### WHAT THE TASK ASKS
Where the word "logo" shows up in the entries below, please copy the whole line.
------------------------------------------------
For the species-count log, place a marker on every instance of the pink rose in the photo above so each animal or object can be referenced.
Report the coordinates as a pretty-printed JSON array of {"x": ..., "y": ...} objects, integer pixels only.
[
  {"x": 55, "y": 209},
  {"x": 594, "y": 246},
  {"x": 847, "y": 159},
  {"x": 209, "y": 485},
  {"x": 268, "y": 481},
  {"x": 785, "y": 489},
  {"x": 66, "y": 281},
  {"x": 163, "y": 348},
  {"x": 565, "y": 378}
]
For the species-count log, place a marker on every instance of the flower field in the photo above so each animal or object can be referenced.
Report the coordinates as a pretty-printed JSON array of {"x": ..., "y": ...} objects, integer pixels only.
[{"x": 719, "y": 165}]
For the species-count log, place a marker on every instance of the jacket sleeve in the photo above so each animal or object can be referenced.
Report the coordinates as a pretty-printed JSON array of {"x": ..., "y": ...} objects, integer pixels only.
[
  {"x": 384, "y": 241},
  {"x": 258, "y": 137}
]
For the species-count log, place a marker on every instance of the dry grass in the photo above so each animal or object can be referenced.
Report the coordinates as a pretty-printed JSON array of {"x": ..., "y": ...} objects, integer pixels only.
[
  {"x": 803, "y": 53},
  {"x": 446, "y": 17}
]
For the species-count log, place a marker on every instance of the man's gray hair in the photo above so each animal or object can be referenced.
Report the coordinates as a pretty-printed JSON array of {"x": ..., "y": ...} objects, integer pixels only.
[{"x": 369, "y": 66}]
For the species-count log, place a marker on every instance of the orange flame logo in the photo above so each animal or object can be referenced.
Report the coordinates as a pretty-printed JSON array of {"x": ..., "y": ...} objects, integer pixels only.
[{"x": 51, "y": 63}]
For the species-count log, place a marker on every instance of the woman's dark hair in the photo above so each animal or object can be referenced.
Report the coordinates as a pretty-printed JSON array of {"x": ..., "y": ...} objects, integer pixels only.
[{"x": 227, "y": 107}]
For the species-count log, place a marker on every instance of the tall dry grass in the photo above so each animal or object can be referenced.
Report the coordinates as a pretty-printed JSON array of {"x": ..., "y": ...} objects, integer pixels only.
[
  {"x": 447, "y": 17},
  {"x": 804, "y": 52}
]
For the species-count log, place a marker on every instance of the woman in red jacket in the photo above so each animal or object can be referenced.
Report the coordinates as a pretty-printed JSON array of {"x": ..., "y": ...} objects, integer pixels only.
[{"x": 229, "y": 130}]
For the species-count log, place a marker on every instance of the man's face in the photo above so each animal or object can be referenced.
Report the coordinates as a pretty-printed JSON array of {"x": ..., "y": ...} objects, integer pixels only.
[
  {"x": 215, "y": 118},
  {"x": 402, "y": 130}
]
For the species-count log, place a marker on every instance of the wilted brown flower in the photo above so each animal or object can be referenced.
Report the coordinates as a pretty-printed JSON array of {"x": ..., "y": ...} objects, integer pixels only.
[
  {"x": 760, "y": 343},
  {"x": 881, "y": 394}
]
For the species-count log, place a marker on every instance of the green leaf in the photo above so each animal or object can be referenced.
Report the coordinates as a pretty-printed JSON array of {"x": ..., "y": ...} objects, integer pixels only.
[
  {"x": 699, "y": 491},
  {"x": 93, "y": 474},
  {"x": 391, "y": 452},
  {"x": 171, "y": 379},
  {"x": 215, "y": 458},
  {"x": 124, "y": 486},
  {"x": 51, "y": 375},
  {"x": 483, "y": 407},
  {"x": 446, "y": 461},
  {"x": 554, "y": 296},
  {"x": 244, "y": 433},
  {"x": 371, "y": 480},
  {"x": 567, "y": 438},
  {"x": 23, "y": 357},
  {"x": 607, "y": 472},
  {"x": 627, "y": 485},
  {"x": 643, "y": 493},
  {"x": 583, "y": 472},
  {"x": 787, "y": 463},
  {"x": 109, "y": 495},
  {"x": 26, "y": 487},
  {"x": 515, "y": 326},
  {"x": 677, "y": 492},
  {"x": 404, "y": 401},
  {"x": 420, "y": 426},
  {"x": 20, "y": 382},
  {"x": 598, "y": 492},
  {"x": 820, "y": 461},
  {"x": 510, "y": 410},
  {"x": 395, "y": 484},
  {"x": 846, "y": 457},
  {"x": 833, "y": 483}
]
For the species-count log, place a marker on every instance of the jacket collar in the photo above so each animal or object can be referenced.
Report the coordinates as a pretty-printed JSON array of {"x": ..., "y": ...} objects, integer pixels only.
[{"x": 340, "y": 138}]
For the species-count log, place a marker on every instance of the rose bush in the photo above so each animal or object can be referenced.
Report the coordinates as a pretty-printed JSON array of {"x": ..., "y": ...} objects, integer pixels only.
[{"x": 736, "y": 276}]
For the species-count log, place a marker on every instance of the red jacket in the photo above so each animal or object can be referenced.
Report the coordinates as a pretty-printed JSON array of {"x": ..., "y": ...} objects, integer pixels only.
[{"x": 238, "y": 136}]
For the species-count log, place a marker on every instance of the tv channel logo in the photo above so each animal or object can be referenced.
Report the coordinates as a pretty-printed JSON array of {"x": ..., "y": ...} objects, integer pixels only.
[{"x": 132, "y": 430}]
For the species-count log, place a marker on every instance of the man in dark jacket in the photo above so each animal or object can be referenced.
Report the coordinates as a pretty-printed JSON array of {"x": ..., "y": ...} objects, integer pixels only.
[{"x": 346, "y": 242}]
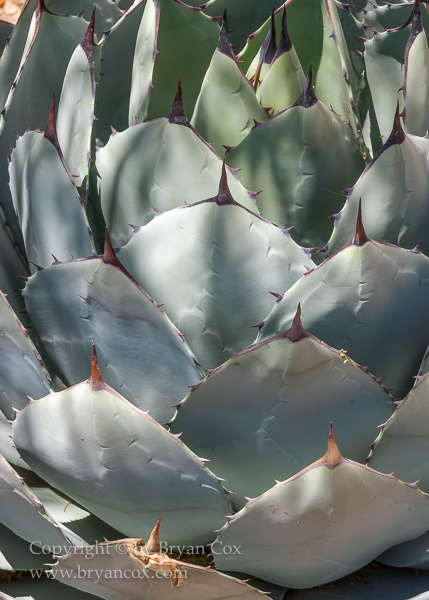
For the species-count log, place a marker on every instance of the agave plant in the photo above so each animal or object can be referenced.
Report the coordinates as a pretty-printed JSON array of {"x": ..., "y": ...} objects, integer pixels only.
[{"x": 233, "y": 319}]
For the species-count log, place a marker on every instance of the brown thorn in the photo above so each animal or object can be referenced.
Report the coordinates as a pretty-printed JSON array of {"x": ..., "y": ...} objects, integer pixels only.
[
  {"x": 224, "y": 195},
  {"x": 152, "y": 545},
  {"x": 360, "y": 237},
  {"x": 333, "y": 455},
  {"x": 96, "y": 381},
  {"x": 297, "y": 331},
  {"x": 178, "y": 114}
]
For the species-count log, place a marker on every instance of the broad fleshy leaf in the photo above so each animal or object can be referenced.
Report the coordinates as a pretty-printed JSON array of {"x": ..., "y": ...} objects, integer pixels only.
[
  {"x": 157, "y": 576},
  {"x": 119, "y": 463},
  {"x": 159, "y": 165},
  {"x": 393, "y": 189},
  {"x": 141, "y": 354},
  {"x": 226, "y": 108},
  {"x": 21, "y": 369},
  {"x": 289, "y": 388},
  {"x": 327, "y": 521},
  {"x": 370, "y": 299},
  {"x": 302, "y": 159},
  {"x": 213, "y": 264},
  {"x": 49, "y": 208}
]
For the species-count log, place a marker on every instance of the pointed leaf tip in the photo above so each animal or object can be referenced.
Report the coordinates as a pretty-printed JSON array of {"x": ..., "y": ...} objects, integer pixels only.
[
  {"x": 109, "y": 253},
  {"x": 153, "y": 545},
  {"x": 51, "y": 128},
  {"x": 285, "y": 44},
  {"x": 269, "y": 47},
  {"x": 398, "y": 135},
  {"x": 360, "y": 237},
  {"x": 333, "y": 456},
  {"x": 308, "y": 97},
  {"x": 178, "y": 114},
  {"x": 224, "y": 45},
  {"x": 88, "y": 40},
  {"x": 297, "y": 331},
  {"x": 96, "y": 380},
  {"x": 224, "y": 196}
]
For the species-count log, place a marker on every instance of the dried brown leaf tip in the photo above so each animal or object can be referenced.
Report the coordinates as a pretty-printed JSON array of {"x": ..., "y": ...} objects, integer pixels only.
[
  {"x": 224, "y": 44},
  {"x": 297, "y": 331},
  {"x": 51, "y": 128},
  {"x": 285, "y": 44},
  {"x": 153, "y": 545},
  {"x": 96, "y": 380},
  {"x": 109, "y": 256},
  {"x": 224, "y": 196},
  {"x": 269, "y": 47},
  {"x": 398, "y": 135},
  {"x": 360, "y": 237},
  {"x": 308, "y": 97},
  {"x": 178, "y": 115},
  {"x": 333, "y": 456}
]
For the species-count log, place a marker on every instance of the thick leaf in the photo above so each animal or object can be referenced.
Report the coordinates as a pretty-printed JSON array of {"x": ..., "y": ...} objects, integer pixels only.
[
  {"x": 227, "y": 107},
  {"x": 12, "y": 54},
  {"x": 30, "y": 98},
  {"x": 283, "y": 82},
  {"x": 7, "y": 449},
  {"x": 23, "y": 513},
  {"x": 161, "y": 164},
  {"x": 289, "y": 387},
  {"x": 332, "y": 518},
  {"x": 416, "y": 80},
  {"x": 156, "y": 576},
  {"x": 212, "y": 264},
  {"x": 75, "y": 518},
  {"x": 42, "y": 186},
  {"x": 384, "y": 63},
  {"x": 78, "y": 99},
  {"x": 316, "y": 33},
  {"x": 141, "y": 354},
  {"x": 402, "y": 444},
  {"x": 16, "y": 554},
  {"x": 244, "y": 16},
  {"x": 119, "y": 463},
  {"x": 114, "y": 87},
  {"x": 356, "y": 299},
  {"x": 184, "y": 42},
  {"x": 302, "y": 159},
  {"x": 21, "y": 369},
  {"x": 394, "y": 190}
]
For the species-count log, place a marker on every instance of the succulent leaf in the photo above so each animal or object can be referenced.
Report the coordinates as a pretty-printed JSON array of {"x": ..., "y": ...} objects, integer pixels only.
[
  {"x": 404, "y": 439},
  {"x": 174, "y": 580},
  {"x": 302, "y": 158},
  {"x": 23, "y": 513},
  {"x": 31, "y": 91},
  {"x": 184, "y": 41},
  {"x": 226, "y": 108},
  {"x": 114, "y": 87},
  {"x": 140, "y": 352},
  {"x": 78, "y": 98},
  {"x": 132, "y": 184},
  {"x": 393, "y": 188},
  {"x": 274, "y": 384},
  {"x": 325, "y": 522},
  {"x": 21, "y": 369},
  {"x": 283, "y": 82},
  {"x": 355, "y": 300},
  {"x": 120, "y": 464},
  {"x": 216, "y": 263}
]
------------------------------------------------
### RESPONSE BELOW
For the species-count log, place a marker on every instance of the orange flame logo in the photo above so each animal or object can be referenced.
For the species-count log, place a marker on every instance of the tv channel logo in the photo above so each animal or object can be referenced.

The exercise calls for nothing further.